Selected excerpt
** Begin **

My point is that the power to make the grant upon a condition exists.

MR. JUSTICE STONE: I think it was a condition that it should be used for certain specified kinds of education and educational institutions besides military.

MR. JACKSON: It was not confined to military training and, in fact, as our adversaries point out on page 166, the grants for experiment stations and extension work by agricultural colleges provided that the plans for the work to be carried on under the act were to be submitted and approved by the Secretary of Agriculture.

MR. JUSTICE SUTHERLAND: Do you think it would make any difference that these were land grants, justified under the property clause of the Constitution, as giving the Congress power to dispose of the territory or the property of the United States?

MR. JACKSON: I would not think so.

MR. JUSTICE SUTHERLAND: I am not saying it would.

I am just wondering.

MR. JACKSON: No; I would not think that it would, and some of these acts gave an option to take land or scrip.

MR. JUSTICE BRANDEIS: Have not a very large number of grants been made for social purposes in aid of the advancement of obligations which were strictly State obligations, such as the care of children?

MR. JACKSON: Health and hygiene.

MR. JUSTICE BRANDEIS: And for the Department of Labor and the Children's Bureau?

MR. JACKSON: They have both had grants for health and hygiene purposes, and of course in the Massachusetts V. Mellon case the grant was for maternal welfare.

We have pointed out the amounts of money paid out under the Morrill Act, aggregating about $318,000,000 the 77 million acres of land that has been granted for purposes of education and other purposes within the States.

MR. JUSTICE BRANDEIS: I suppose the grants in aid, of that character, were annually renewed; I mean that they would run along those lines that I have referred to.

I do not know how many others.

MR. JACKSON: Many of them do.

MR. JUSTICE BRANDEIS: But those lines go right along from year to year is not that the fact?

MR. JACKSON: .

That is the fact.

Many of them are now included in the Social Security Act, of course.

MR. JUSTICE BRANDEIS: Having in mind customary social legislation?

MR. JACKSON: The Social Security Act continues some of them in the other titles of the act.

The payments to the States, the amounts, are to be determined by the Social Security Board.

That Board is to determine the amount by considering the population, the number of persons covered by the State law and the cost of proper administration and such other factors as it finds relevant.

This is not a power in the Board to make an appropriation because the total amount which the Board may allot must not exceed the amount appropriated.

It seems clear to us the delegation is only a power of allotment or apportionment-disbursement.

It is committed to the Board to determine the amount and there is no unlawful delegation.

There are certain provisions of the State laws which are required to be inserted in order to obtain the grants in aid but in as much as those conditions are very similar, although not exactly the same as the conditions for the credit, where I think they play a more important part on State relationships, I would like to reserve consideration of the conditions.

Our position, therefore, is that the grants in aid first can not be challenged by this taxpayer because there is no connection between the tax which he pays and the appropriations.

In the second place.

Coming to the tax credit and conditions found in section 902 the credit being the second device in this act which operates as it is claimed, on the Federal and State relationship, we find in the first place the tax which Mr. Wyzanski has described, laid upon the employment of eight or more, and, measured by the extent to which that right is exercised and then section 902 provides the credit which it is claimed is the inducement to State action or the coercion of State action or the "bribe" of State action, according to how one looks at it.

** End **

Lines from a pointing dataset
** Begin **

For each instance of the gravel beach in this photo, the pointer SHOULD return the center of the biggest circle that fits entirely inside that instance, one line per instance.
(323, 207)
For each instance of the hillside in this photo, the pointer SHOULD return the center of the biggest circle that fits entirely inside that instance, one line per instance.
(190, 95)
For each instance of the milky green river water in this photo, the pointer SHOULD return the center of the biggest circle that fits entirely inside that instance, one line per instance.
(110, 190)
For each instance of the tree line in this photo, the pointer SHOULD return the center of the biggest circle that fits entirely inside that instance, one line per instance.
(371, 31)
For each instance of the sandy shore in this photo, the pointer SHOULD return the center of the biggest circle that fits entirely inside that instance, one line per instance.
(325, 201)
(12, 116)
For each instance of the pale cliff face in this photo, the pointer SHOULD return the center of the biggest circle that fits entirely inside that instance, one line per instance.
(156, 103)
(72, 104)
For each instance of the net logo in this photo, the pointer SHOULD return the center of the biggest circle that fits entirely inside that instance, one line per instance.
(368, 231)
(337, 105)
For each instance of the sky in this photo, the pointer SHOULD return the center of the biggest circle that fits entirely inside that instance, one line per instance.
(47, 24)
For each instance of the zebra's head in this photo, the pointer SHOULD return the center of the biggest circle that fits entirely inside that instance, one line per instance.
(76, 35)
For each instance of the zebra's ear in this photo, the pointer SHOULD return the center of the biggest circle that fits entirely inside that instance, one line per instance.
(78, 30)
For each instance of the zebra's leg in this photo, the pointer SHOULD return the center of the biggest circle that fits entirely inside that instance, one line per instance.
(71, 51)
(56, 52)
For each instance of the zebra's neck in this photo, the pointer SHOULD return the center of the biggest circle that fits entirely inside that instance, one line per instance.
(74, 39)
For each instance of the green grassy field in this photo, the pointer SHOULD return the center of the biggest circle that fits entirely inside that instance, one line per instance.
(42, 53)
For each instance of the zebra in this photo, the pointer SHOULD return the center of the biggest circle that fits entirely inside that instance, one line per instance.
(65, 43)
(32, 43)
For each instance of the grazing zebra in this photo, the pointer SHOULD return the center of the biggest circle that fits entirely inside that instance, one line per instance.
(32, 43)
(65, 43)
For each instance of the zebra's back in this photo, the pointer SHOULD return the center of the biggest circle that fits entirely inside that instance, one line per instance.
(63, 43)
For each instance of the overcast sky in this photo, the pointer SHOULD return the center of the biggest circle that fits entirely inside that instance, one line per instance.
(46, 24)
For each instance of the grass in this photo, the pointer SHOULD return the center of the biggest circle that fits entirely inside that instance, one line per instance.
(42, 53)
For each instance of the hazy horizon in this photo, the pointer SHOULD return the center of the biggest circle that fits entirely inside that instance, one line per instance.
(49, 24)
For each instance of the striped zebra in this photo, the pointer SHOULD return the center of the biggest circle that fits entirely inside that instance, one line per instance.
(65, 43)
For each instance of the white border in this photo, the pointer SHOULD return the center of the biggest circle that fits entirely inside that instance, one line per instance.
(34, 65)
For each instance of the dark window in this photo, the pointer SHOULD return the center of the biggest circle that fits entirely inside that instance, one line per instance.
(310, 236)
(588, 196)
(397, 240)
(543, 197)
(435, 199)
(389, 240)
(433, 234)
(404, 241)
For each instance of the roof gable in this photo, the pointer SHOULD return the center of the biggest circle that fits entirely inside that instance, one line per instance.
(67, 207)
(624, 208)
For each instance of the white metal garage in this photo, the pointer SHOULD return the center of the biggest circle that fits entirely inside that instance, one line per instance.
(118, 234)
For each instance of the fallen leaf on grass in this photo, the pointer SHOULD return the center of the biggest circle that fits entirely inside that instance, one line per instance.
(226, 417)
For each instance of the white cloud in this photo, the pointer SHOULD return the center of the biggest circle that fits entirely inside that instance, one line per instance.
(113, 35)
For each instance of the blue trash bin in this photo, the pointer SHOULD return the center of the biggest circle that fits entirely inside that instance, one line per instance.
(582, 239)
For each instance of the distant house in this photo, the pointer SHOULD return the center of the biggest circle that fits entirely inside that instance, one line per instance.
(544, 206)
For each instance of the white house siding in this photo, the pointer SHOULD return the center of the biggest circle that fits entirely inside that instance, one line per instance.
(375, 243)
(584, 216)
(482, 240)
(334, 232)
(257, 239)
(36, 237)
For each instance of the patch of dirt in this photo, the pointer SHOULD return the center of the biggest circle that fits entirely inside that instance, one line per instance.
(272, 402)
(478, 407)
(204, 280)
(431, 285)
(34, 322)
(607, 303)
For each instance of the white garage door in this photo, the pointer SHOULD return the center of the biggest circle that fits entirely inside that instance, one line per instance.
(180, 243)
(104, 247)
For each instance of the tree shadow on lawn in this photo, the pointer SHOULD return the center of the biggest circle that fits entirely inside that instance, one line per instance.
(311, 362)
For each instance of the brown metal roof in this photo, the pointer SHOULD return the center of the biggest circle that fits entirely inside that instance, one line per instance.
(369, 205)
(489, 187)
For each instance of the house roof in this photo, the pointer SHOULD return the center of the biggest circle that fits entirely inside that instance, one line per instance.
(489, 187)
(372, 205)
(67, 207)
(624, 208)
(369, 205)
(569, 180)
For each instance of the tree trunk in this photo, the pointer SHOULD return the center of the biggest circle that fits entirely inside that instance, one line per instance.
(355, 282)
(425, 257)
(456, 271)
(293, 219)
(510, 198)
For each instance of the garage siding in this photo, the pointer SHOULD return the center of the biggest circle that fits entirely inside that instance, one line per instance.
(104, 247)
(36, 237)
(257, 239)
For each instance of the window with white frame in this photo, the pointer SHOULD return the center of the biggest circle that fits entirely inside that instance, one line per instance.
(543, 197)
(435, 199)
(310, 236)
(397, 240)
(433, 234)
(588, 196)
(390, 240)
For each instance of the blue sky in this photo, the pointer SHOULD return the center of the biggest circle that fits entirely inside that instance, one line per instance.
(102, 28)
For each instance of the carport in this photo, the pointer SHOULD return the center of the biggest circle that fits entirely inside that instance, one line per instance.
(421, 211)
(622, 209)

** End **

To be done
A. Which factors does the court transcript say the Social Security Board is to consider in determining the amount paid to the States? List all of them.
B. Does each statement agree with the court transcript? Answer yes or no and quote the deciding words.
(i) Jackson puts the money paid out under the Morrill Act at about $318,000,000.
(ii) Jackson says the Social Security Board has the power to make an appropriation.
(iii) The tax described is laid upon the employment of eight or more.
C. Reproduce the court transcript between "MR. JACKSON: Health" and "within the States.", inclusive.

The results
A.
- the population
- the number of persons covered by the State law
- the cost of proper administration
- such other factors as it finds relevant

B.
(i) Yes: "the amounts of money paid out under the Morrill Act, aggregating about $318,000,000"
(ii) No: "This is not a power in the Board to make an appropriation"
(iii) Yes: "laid upon the employment of eight or more"

C.
MR. JACKSON: Health and hygiene.

MR. JUSTICE BRANDEIS: And for the Department of Labor and the Children's Bureau?

MR. JACKSON: They have both had grants for health and hygiene purposes, and of course in the Massachusetts V. Mellon case the grant was for maternal welfare.

We have pointed out the amounts of money paid out under the Morrill Act, aggregating about $318,000,000 the 77 million acres of land that has been granted for purposes of education and other purposes within the States.